## [Provided data]
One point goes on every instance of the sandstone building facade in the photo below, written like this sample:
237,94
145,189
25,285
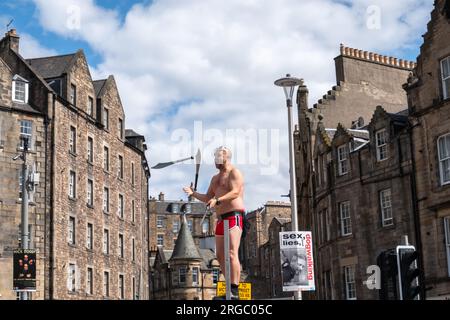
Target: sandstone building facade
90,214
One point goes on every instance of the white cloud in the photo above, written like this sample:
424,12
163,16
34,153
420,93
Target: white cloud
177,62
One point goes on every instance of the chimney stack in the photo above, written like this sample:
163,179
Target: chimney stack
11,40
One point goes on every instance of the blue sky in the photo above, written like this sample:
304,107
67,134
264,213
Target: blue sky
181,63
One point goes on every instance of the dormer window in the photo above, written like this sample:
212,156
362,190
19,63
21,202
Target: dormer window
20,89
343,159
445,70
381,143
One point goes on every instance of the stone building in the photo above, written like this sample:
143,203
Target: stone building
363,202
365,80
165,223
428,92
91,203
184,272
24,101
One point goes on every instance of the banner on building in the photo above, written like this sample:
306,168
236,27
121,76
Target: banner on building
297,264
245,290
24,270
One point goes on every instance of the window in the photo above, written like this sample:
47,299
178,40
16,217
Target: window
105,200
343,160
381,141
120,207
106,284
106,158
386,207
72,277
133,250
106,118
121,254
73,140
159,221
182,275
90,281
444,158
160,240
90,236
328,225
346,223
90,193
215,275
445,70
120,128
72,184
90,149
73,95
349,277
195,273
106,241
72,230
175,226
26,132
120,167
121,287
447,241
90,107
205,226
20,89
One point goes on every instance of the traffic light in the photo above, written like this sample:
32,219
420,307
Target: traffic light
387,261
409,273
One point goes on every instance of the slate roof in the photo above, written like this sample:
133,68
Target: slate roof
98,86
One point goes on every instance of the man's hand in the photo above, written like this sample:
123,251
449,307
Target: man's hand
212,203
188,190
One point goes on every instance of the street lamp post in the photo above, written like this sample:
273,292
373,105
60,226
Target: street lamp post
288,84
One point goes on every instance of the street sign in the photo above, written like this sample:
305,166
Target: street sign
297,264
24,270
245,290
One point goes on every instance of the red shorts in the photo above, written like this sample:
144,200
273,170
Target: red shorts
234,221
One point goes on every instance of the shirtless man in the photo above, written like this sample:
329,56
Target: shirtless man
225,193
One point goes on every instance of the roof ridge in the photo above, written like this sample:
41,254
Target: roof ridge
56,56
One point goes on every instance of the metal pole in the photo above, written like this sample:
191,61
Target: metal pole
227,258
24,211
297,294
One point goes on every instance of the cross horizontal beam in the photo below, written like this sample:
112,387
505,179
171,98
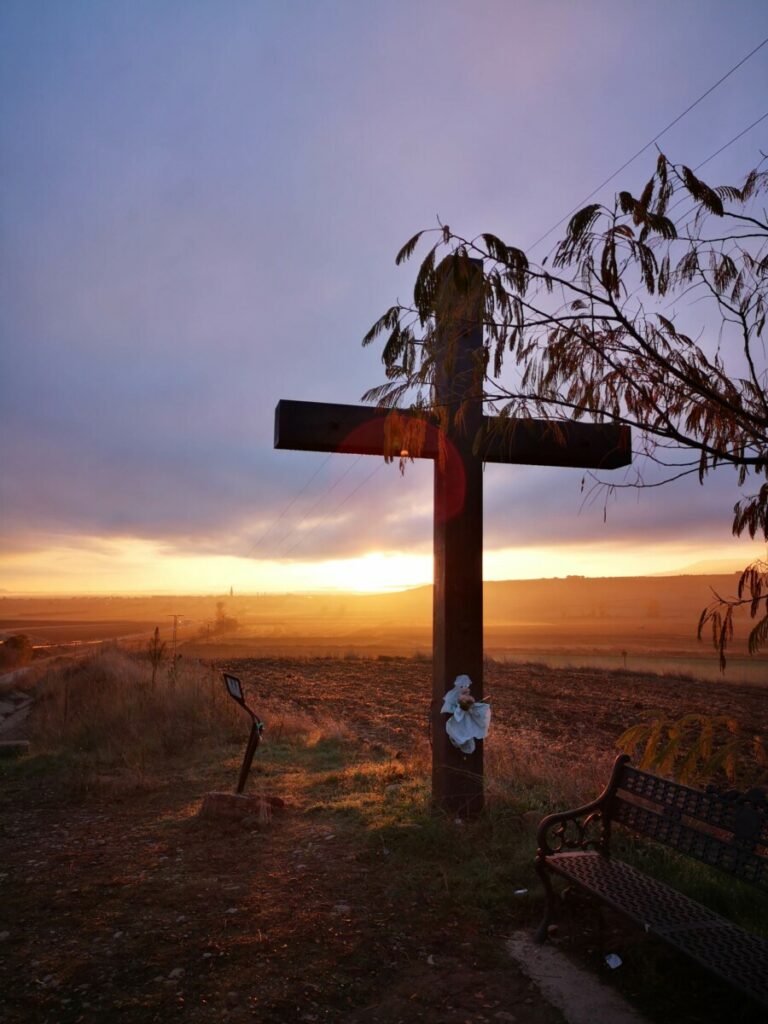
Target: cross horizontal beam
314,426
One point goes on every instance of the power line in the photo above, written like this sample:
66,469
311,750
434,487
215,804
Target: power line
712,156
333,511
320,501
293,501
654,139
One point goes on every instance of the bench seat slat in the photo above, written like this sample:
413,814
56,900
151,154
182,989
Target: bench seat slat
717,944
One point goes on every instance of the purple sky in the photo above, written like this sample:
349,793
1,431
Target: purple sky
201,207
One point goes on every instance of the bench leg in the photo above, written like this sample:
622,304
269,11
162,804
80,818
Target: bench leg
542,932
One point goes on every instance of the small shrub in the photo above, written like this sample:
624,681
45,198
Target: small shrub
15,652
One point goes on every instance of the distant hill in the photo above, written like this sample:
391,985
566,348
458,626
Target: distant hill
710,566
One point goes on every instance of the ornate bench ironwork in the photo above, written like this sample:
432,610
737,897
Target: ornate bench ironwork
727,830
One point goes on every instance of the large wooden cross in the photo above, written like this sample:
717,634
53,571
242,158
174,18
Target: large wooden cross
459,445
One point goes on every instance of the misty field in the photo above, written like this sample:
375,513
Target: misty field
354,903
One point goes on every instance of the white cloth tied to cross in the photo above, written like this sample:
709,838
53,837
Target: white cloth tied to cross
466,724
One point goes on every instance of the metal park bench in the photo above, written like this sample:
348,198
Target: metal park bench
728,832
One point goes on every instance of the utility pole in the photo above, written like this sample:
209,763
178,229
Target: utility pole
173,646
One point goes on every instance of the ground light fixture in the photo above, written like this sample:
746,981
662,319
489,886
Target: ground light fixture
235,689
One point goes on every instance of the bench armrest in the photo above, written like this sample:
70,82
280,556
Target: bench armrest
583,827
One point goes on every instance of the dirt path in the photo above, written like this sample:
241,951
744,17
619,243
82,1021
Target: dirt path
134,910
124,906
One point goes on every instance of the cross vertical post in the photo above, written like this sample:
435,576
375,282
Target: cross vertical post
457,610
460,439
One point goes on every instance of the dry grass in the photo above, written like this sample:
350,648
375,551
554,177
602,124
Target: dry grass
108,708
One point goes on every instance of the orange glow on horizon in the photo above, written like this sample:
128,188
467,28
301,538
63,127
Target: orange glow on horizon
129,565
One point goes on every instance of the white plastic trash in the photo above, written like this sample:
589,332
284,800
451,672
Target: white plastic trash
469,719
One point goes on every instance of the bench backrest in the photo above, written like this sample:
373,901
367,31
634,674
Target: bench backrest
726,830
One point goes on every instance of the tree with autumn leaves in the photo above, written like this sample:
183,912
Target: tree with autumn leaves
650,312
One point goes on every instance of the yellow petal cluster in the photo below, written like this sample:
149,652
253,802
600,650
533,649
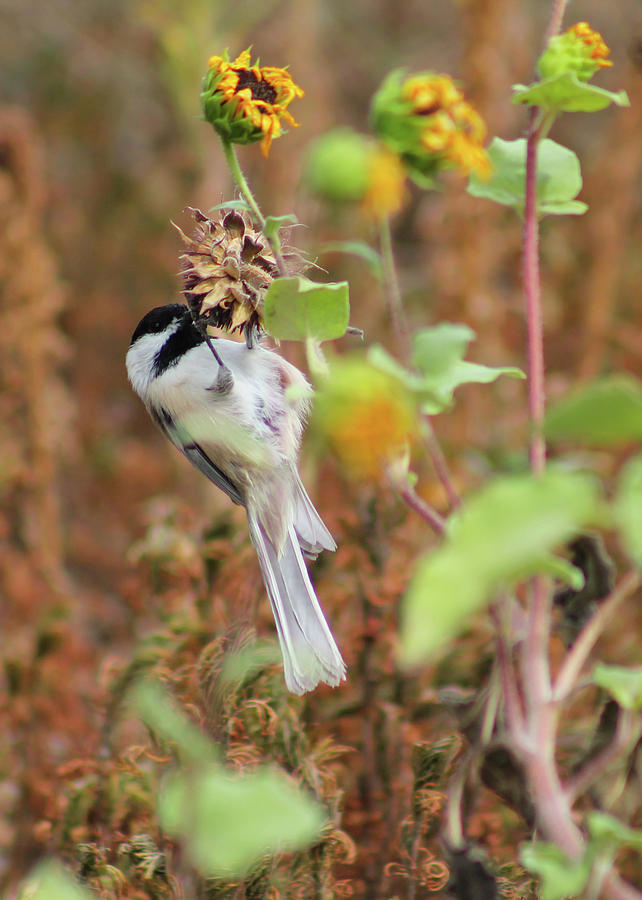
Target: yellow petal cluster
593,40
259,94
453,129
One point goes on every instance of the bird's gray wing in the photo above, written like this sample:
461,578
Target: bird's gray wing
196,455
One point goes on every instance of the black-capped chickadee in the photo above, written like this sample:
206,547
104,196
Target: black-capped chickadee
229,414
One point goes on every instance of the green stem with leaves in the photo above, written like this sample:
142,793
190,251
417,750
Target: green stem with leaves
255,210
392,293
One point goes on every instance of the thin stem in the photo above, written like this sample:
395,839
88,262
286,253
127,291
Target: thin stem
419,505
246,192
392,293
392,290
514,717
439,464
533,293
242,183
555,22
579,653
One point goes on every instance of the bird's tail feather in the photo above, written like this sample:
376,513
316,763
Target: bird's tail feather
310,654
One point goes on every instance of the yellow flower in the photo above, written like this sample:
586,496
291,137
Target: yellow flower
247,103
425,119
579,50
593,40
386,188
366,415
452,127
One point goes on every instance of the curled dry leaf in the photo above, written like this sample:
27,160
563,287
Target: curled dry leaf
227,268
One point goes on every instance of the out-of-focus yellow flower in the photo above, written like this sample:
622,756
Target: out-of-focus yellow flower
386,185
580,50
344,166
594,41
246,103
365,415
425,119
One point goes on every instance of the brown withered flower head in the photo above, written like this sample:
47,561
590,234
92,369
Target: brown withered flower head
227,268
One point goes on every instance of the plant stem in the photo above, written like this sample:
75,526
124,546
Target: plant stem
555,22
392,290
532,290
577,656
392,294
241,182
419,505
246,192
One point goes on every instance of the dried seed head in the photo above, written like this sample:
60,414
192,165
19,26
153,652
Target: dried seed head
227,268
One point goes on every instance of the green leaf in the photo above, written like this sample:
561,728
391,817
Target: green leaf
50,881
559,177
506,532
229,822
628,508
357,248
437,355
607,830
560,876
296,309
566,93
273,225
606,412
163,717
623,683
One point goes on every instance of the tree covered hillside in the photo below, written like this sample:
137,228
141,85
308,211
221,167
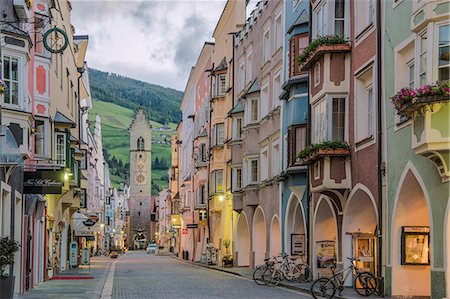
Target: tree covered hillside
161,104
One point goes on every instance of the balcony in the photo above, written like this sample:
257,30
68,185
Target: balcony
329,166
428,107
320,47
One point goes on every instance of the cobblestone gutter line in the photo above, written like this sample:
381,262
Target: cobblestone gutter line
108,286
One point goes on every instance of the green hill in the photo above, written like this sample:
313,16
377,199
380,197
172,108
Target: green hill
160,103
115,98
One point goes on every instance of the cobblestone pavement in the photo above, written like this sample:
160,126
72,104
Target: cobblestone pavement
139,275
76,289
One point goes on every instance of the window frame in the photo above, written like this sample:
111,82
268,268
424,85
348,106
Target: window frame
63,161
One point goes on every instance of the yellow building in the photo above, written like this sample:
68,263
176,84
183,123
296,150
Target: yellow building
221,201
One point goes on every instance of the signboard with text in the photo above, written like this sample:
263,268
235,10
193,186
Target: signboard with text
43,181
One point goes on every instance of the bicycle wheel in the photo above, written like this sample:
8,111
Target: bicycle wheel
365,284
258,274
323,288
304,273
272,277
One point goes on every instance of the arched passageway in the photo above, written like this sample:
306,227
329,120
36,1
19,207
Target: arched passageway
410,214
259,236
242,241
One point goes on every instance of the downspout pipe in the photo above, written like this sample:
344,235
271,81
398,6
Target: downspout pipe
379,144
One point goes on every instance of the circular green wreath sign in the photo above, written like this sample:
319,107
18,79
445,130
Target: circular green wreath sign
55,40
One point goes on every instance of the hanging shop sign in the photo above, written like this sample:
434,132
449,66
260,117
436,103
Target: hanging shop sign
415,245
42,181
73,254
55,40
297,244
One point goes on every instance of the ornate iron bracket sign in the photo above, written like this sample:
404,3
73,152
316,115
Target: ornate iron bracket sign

## [Exercise]
Write out again, exactly, the lines from the one holding "One point goes on every instance of the cobblestone pavement" through the end of the listing, with both ends included.

## [Answer for this exercise]
One point goes on every instance of the cobblestone pavement in the photo above, written like this sample:
160,126
72,104
Target: cobblestone pavement
139,275
76,289
One point goes on every instance of the window frame in the photo above, written like this sample:
111,82
268,268
424,85
348,106
Target: window frame
63,161
One point goes on every instance of the yellow building in the photo above, written like this sample:
68,263
176,84
183,123
296,150
Target: yellow building
221,201
One point goes on every instance of the signboard with text in the photo above, written like this sample:
263,268
235,10
193,186
Target: signboard with text
43,181
One point goes on every instance of the bicycle wheel in the photo above, written like this sample:
8,111
Target: bicycle wheel
365,284
258,274
323,288
304,273
272,277
One point goes on every instance of the arched passageway in the photo above, written like this sample:
306,227
329,120
36,1
19,207
Target: arched passageway
410,214
259,236
242,241
One point goes on every instance of the downspout pipe in the photo above, written like this sample:
344,235
271,81
398,6
Target: downspout pipe
379,144
One point goes on every instance of the circular green wreath sign in the photo above, written like this sample:
319,107
18,79
445,130
Target: circular green wreath sign
55,40
One point goes on every instance of the hanging shop sign in the photo above, written like this sample:
434,132
449,66
260,117
436,103
Target: hanging shop sign
415,245
42,181
73,254
55,40
297,244
One point goes on every instance of the ornate iron bracket sign in the photo above, written like this sample:
404,3
73,152
316,115
Target: ornate iron bracket sign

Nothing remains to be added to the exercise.